● **WHAT IS NEEDED**: In the listing below, find the line containing "at the side". Write out that line and every line after it to the end, exactly and only those.

(Point labeling examples)
────
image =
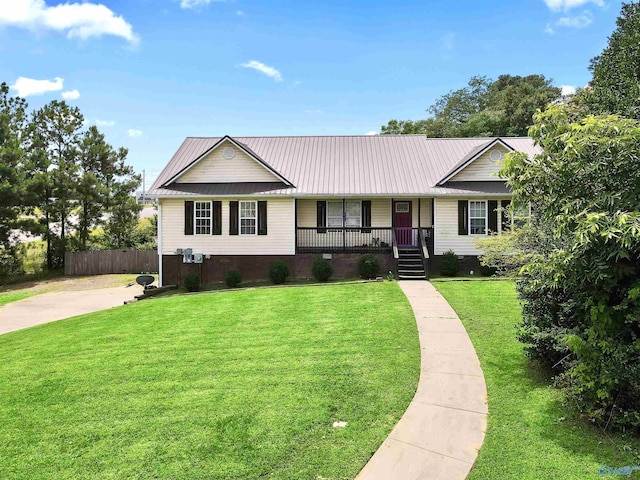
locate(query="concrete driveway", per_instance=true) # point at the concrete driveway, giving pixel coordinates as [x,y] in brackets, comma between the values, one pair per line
[49,307]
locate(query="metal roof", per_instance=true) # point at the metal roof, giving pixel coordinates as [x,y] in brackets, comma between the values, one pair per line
[343,165]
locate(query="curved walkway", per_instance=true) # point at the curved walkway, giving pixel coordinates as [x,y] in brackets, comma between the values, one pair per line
[442,430]
[49,307]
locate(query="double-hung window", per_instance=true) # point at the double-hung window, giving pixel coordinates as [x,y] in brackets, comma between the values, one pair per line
[202,218]
[477,217]
[351,215]
[248,217]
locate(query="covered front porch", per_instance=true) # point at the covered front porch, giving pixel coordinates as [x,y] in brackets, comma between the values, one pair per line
[348,225]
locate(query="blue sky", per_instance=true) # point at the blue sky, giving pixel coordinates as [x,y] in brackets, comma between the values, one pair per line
[151,72]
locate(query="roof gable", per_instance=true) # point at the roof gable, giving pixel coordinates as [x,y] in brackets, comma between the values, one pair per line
[483,163]
[213,166]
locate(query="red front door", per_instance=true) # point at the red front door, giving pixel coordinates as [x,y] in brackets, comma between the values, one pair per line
[402,222]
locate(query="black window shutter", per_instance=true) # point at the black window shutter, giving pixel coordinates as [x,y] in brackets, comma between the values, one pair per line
[366,216]
[217,218]
[262,218]
[505,214]
[188,217]
[463,223]
[233,217]
[322,216]
[492,205]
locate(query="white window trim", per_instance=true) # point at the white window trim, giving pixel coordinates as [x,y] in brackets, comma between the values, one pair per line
[240,218]
[486,219]
[196,218]
[343,207]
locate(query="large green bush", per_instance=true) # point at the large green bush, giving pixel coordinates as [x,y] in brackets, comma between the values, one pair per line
[581,279]
[278,272]
[322,270]
[368,266]
[449,264]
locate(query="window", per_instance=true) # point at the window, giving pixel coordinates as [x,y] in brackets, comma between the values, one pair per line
[477,217]
[334,214]
[248,218]
[202,218]
[352,214]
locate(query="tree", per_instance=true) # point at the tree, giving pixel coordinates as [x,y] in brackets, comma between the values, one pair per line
[615,87]
[12,124]
[487,108]
[581,283]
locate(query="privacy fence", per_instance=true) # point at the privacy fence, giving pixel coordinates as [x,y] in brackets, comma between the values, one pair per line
[110,261]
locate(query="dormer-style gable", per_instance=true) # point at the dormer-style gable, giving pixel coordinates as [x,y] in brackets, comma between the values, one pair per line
[228,161]
[481,164]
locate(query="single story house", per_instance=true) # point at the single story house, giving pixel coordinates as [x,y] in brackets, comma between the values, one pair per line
[240,203]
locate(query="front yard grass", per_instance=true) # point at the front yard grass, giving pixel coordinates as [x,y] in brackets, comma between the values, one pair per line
[234,385]
[530,434]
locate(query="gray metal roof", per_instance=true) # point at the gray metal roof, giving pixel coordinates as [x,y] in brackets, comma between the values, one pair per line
[344,165]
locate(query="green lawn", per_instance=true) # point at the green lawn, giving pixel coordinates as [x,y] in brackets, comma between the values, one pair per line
[530,434]
[233,385]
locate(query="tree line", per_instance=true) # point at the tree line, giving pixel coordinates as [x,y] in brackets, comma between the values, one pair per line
[60,181]
[578,255]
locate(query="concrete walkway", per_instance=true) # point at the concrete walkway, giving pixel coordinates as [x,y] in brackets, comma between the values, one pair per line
[49,307]
[442,430]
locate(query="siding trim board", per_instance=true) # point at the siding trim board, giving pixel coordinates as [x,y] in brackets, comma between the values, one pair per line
[465,163]
[238,145]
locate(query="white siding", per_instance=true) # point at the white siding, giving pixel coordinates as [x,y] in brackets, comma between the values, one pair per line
[280,238]
[482,168]
[214,168]
[446,228]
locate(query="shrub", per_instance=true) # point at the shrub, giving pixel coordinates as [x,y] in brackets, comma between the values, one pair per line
[192,282]
[368,266]
[322,270]
[278,272]
[449,264]
[232,278]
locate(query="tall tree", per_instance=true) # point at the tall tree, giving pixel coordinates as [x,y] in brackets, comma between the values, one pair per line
[615,87]
[486,108]
[12,124]
[121,206]
[56,138]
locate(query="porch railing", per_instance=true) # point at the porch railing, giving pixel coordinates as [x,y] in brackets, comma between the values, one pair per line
[348,239]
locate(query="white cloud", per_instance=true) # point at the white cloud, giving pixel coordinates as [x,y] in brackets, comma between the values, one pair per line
[577,21]
[566,5]
[79,20]
[29,86]
[265,69]
[71,94]
[195,4]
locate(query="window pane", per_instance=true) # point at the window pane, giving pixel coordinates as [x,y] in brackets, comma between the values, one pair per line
[477,226]
[248,218]
[202,218]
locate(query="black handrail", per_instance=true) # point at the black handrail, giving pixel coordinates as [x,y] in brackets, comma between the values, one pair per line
[344,239]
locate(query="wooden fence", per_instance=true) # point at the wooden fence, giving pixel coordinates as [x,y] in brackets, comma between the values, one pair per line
[110,261]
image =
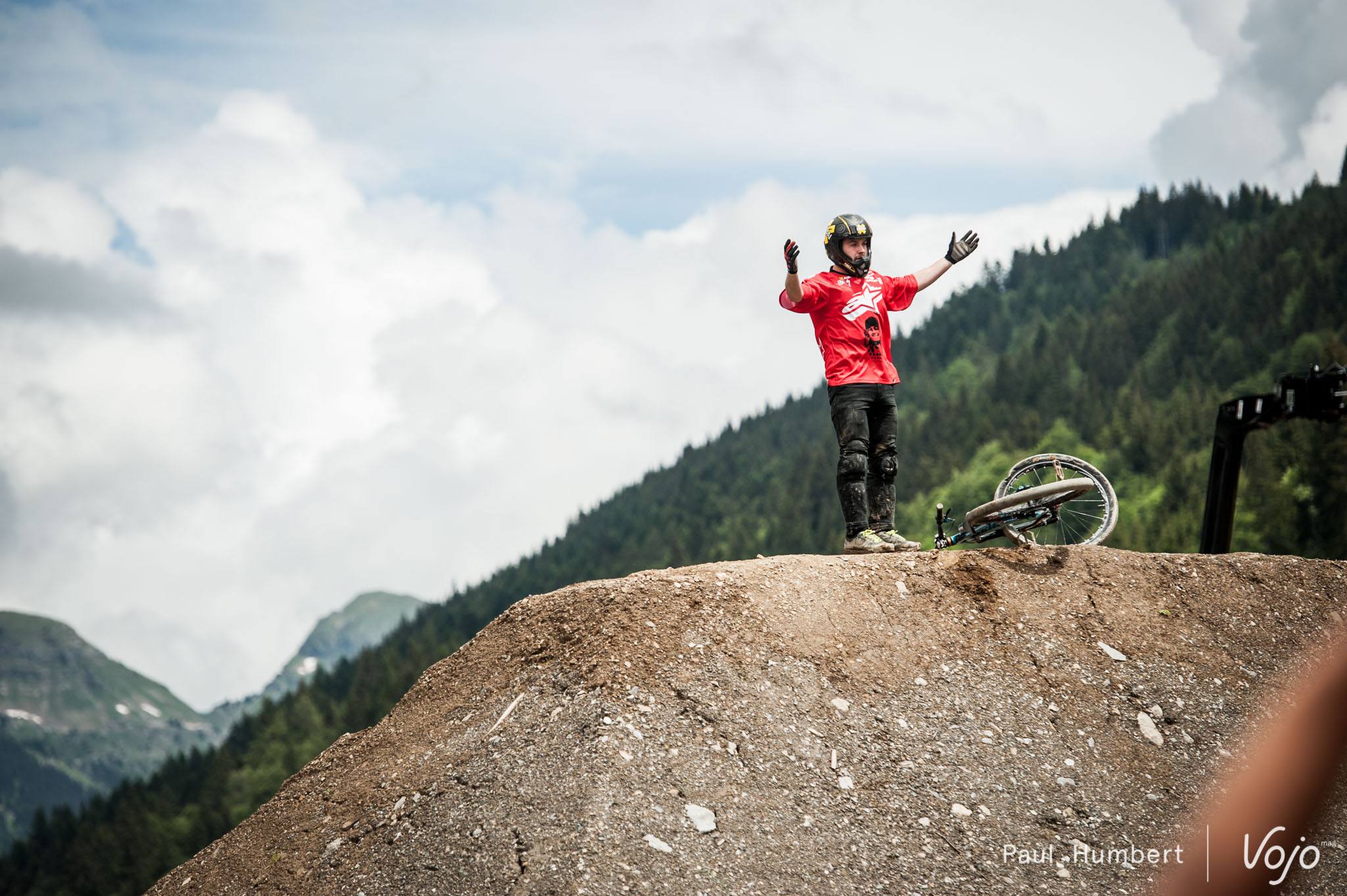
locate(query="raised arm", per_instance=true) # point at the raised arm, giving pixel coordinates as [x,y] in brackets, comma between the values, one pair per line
[960,249]
[793,273]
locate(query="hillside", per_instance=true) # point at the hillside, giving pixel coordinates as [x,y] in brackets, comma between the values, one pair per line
[343,634]
[1115,346]
[850,723]
[74,723]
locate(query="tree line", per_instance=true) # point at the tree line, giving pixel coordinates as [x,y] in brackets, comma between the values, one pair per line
[1117,346]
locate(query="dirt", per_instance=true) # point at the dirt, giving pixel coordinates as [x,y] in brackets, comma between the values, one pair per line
[964,695]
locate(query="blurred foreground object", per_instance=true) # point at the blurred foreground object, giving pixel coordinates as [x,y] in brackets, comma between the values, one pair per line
[1252,833]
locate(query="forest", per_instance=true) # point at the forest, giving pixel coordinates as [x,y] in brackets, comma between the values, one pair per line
[1117,346]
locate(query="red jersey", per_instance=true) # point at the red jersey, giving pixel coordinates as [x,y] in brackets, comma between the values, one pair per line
[852,323]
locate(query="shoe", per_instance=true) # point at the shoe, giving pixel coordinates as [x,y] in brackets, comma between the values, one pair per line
[866,542]
[899,542]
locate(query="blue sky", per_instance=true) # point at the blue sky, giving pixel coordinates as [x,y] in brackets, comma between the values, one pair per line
[267,267]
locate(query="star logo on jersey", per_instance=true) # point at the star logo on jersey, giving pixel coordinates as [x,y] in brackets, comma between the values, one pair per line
[865,300]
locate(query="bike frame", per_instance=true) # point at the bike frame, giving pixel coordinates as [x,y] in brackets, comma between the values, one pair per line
[1019,524]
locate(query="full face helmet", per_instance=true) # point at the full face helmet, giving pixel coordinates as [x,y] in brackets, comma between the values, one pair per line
[848,227]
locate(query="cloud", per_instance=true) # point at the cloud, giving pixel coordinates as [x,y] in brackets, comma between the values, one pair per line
[1277,116]
[643,112]
[349,389]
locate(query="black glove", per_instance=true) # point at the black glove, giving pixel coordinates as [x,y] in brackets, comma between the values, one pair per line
[961,249]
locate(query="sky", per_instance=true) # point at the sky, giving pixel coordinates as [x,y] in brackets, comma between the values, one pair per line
[306,299]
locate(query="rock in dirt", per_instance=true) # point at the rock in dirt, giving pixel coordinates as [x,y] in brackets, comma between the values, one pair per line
[1113,653]
[658,844]
[1148,730]
[702,818]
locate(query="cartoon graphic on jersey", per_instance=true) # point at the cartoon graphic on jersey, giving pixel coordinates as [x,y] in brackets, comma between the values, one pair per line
[872,337]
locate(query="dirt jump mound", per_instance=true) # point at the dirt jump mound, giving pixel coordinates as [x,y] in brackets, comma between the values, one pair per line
[969,721]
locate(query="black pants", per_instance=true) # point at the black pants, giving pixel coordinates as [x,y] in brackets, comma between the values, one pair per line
[865,417]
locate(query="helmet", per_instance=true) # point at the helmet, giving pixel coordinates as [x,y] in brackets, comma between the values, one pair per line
[848,227]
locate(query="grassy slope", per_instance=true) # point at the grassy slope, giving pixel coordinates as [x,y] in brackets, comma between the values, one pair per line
[1104,349]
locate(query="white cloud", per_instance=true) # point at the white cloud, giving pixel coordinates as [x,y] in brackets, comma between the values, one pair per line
[53,217]
[348,392]
[1276,116]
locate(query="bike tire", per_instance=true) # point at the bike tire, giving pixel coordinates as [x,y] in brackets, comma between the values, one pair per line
[1047,496]
[1086,521]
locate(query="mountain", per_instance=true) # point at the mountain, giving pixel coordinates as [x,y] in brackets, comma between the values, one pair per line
[74,723]
[340,635]
[343,634]
[1117,346]
[810,724]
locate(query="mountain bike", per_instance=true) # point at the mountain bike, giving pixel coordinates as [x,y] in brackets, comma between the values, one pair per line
[1048,500]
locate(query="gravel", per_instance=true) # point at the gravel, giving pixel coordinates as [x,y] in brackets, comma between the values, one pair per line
[562,749]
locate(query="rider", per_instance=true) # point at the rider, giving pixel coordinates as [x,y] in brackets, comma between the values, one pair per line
[850,306]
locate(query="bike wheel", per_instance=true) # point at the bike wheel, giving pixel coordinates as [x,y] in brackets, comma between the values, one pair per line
[1085,521]
[1009,507]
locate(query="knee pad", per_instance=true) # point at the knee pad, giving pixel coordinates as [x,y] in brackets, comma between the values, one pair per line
[888,467]
[853,463]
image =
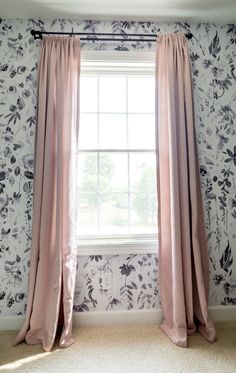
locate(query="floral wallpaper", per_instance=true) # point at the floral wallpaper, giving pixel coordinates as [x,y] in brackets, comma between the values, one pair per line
[117,281]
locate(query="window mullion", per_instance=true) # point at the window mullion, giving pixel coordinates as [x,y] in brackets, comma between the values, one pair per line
[128,155]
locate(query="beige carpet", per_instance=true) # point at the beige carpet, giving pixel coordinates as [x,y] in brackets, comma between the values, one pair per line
[125,349]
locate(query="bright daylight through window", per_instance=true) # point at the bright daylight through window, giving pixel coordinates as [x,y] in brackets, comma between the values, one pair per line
[117,166]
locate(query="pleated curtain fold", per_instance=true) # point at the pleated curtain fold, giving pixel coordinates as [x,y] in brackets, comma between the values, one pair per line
[53,253]
[183,253]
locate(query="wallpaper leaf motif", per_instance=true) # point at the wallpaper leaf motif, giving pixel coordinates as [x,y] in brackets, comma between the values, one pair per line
[134,278]
[226,260]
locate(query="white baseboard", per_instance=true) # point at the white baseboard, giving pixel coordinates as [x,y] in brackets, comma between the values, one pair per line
[133,317]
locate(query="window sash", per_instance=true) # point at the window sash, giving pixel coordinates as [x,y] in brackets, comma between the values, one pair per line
[114,64]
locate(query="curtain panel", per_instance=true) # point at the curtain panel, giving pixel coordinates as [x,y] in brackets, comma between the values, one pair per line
[54,252]
[183,253]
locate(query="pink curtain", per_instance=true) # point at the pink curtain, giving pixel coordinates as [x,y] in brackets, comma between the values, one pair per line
[183,247]
[53,258]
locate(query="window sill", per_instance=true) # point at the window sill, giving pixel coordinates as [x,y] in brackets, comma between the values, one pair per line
[117,247]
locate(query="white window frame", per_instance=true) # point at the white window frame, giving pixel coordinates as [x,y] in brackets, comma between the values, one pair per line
[132,63]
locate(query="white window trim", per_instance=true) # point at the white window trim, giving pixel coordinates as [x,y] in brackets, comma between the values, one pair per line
[132,63]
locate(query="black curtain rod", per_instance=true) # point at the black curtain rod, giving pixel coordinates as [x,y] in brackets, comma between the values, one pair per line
[99,36]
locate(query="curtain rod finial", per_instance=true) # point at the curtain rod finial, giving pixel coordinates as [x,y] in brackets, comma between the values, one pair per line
[36,34]
[189,35]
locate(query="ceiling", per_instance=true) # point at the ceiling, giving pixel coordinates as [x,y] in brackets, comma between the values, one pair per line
[219,11]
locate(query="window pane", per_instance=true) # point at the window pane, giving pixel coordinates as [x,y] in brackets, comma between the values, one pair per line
[141,130]
[141,95]
[114,213]
[88,172]
[113,172]
[88,94]
[87,214]
[142,172]
[112,94]
[88,131]
[143,212]
[112,131]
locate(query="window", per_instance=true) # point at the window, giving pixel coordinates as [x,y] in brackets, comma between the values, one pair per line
[117,166]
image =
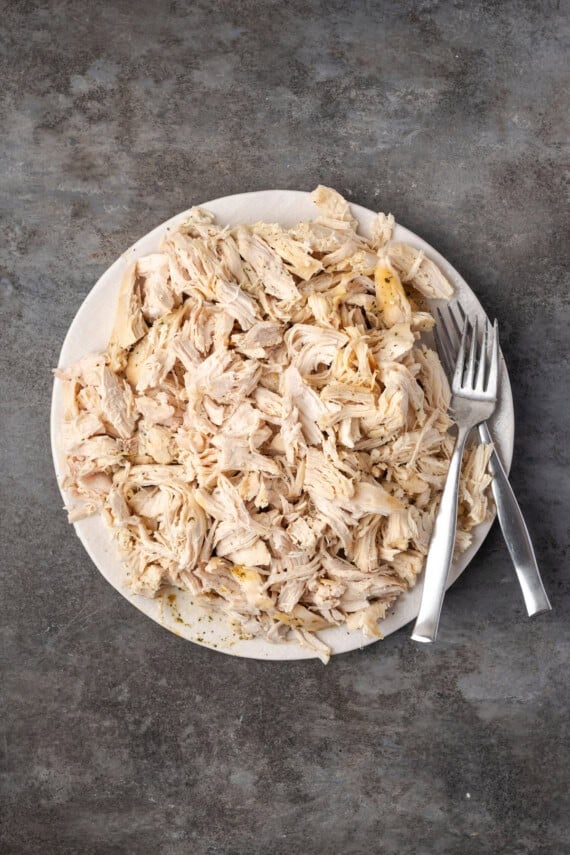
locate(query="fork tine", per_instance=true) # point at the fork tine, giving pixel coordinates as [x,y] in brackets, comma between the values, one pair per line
[456,324]
[458,375]
[443,342]
[443,356]
[480,380]
[493,379]
[470,373]
[444,334]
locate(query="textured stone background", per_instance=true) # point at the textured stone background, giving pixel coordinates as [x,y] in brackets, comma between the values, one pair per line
[117,736]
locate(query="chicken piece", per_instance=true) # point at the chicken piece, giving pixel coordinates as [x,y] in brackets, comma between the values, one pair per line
[129,324]
[421,272]
[295,253]
[158,298]
[268,266]
[117,403]
[390,297]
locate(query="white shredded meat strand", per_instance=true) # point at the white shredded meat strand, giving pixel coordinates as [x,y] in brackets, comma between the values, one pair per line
[266,428]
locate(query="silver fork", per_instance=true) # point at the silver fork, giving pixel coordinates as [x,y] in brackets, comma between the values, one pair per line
[509,513]
[474,397]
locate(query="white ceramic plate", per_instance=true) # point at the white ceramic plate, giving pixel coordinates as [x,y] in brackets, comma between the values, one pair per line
[89,332]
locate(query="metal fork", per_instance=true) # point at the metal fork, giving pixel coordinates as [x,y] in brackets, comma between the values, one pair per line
[474,397]
[509,513]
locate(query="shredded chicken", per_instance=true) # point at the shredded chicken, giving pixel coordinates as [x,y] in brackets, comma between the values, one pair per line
[267,429]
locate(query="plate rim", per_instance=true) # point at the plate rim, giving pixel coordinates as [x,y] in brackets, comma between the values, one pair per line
[250,649]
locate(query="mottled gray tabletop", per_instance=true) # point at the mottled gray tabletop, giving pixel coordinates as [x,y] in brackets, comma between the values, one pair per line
[119,737]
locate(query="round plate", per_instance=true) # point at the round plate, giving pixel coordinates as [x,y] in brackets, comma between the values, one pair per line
[90,331]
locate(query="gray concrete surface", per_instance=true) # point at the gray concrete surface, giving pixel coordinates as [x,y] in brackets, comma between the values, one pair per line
[121,738]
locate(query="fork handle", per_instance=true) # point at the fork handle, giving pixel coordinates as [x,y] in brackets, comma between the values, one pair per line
[441,546]
[516,534]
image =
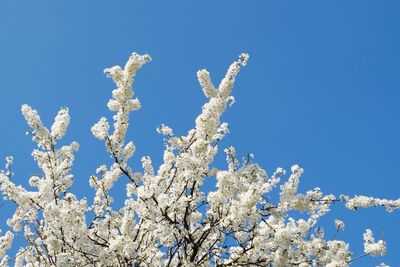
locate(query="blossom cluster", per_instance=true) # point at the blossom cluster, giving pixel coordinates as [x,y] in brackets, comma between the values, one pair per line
[167,218]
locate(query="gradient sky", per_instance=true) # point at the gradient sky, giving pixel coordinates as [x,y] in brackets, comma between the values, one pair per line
[321,89]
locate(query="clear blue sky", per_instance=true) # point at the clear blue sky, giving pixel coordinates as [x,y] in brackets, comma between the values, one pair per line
[322,87]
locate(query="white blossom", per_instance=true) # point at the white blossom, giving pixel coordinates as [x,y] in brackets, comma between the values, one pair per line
[166,218]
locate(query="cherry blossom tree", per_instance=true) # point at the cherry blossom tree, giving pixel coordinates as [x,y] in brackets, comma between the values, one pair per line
[166,220]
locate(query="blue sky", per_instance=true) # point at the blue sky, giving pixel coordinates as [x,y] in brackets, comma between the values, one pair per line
[321,88]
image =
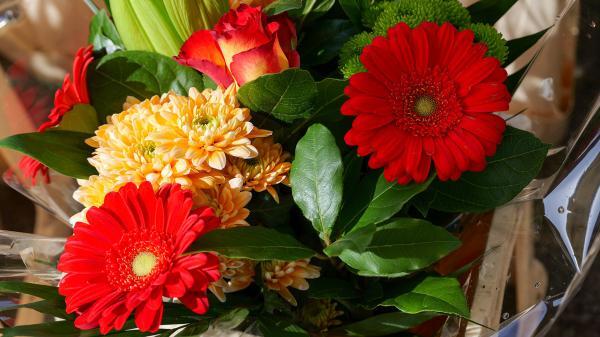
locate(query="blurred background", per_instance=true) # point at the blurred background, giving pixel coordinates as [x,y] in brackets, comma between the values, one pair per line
[38,39]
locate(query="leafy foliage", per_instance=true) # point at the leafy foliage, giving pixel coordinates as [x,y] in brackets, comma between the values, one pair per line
[316,178]
[139,74]
[517,161]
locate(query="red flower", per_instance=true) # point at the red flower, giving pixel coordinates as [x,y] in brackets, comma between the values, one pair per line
[72,93]
[244,45]
[428,95]
[129,255]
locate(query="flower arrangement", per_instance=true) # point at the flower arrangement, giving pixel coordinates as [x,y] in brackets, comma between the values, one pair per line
[282,165]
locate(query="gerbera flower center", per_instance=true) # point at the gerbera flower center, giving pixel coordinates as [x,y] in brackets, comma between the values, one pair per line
[137,259]
[144,263]
[425,106]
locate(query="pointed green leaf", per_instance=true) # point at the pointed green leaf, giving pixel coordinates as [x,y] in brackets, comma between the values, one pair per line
[400,248]
[316,178]
[82,118]
[281,6]
[287,95]
[322,42]
[489,11]
[383,324]
[139,74]
[328,287]
[517,47]
[431,294]
[388,199]
[517,161]
[62,151]
[104,35]
[255,243]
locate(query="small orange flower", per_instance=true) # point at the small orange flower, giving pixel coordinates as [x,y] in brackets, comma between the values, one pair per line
[236,275]
[229,204]
[279,275]
[263,171]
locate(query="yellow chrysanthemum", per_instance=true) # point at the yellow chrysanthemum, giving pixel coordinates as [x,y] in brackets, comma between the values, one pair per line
[228,203]
[265,170]
[91,192]
[126,153]
[205,127]
[236,275]
[279,275]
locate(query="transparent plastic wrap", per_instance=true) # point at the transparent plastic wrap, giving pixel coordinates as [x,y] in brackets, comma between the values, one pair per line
[538,248]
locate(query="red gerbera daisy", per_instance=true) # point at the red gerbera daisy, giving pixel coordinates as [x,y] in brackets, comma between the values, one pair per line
[130,254]
[71,93]
[428,94]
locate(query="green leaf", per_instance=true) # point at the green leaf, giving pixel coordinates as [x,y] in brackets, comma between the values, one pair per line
[353,10]
[281,6]
[255,243]
[431,294]
[273,327]
[104,35]
[316,178]
[400,248]
[322,42]
[517,161]
[383,324]
[55,308]
[489,11]
[328,287]
[388,199]
[287,95]
[62,151]
[231,319]
[82,118]
[356,204]
[139,74]
[517,47]
[194,330]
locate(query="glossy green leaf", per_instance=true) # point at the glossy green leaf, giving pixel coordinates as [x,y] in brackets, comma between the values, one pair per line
[287,95]
[356,203]
[400,248]
[139,74]
[275,327]
[327,287]
[353,10]
[489,11]
[432,294]
[82,118]
[517,161]
[388,199]
[104,35]
[62,151]
[281,6]
[517,47]
[383,324]
[316,177]
[322,42]
[255,243]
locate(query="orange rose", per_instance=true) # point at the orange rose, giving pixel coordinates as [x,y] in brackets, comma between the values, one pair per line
[244,45]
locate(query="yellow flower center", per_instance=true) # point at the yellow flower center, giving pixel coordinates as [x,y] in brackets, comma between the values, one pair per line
[425,106]
[143,264]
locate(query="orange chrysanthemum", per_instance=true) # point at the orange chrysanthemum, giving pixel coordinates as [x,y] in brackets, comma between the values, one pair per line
[205,128]
[265,170]
[228,203]
[236,275]
[279,275]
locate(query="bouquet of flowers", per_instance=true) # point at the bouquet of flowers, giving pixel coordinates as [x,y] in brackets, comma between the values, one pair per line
[292,167]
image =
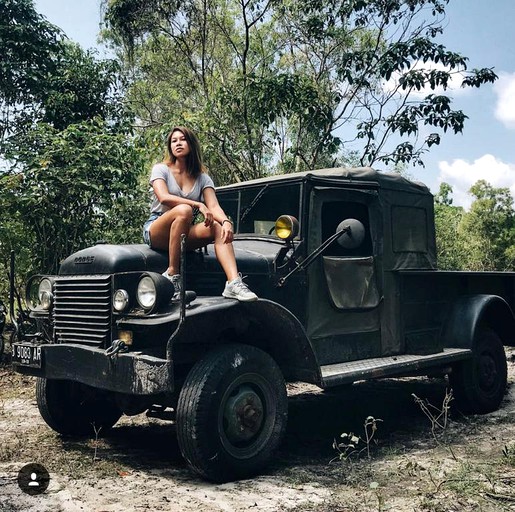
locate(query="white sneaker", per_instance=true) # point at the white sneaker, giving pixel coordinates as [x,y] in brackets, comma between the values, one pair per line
[177,284]
[237,289]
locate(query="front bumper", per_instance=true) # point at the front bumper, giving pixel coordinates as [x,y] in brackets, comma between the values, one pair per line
[131,373]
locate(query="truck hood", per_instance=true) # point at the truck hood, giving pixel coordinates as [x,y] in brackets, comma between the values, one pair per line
[255,256]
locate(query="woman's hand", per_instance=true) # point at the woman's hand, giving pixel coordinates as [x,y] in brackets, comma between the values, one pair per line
[227,233]
[208,215]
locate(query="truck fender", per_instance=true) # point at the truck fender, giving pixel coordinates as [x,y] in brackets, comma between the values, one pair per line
[264,324]
[470,312]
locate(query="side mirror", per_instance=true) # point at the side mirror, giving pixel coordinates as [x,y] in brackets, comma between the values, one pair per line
[353,233]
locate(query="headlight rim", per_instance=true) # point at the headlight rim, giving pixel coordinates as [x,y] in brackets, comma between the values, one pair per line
[149,307]
[126,300]
[291,224]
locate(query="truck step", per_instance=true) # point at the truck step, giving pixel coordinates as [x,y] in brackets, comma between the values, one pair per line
[391,366]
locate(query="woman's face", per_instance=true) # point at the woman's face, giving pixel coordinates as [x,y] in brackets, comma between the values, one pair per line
[179,144]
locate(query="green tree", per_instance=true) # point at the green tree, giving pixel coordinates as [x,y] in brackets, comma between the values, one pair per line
[488,228]
[275,86]
[71,168]
[81,185]
[449,242]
────
● **SOLUTION TO THIS TASK**:
locate(query="side mirror", per_instance=true) # point at the side mirror, giving pixel coordinates as [x,y] in brackets, comma between the values, one pair per line
[353,233]
locate(query="headlight rim", per_instance=true) # point at the headlight rim, giving pixel coordinates as [x,y] in brackets, comma between the values, one pair per line
[149,307]
[126,300]
[291,224]
locate(query="truck step", per_instance=true) # point at the truck step, giving pixel coordinates as [x,y] in brackets, comma between the values, one pair per line
[391,366]
locate(query="woman's face", per_instance=true) # point at the woman's face, giving pixel coordinates as [x,y] in brackets, comma between the values, one pair per line
[179,144]
locate(query="green tree", per_instance=true) # point at the green tree, giving pixel coordinates as [x,y] in brackets, comma between the values, one pair per line
[488,228]
[275,86]
[71,168]
[81,185]
[449,242]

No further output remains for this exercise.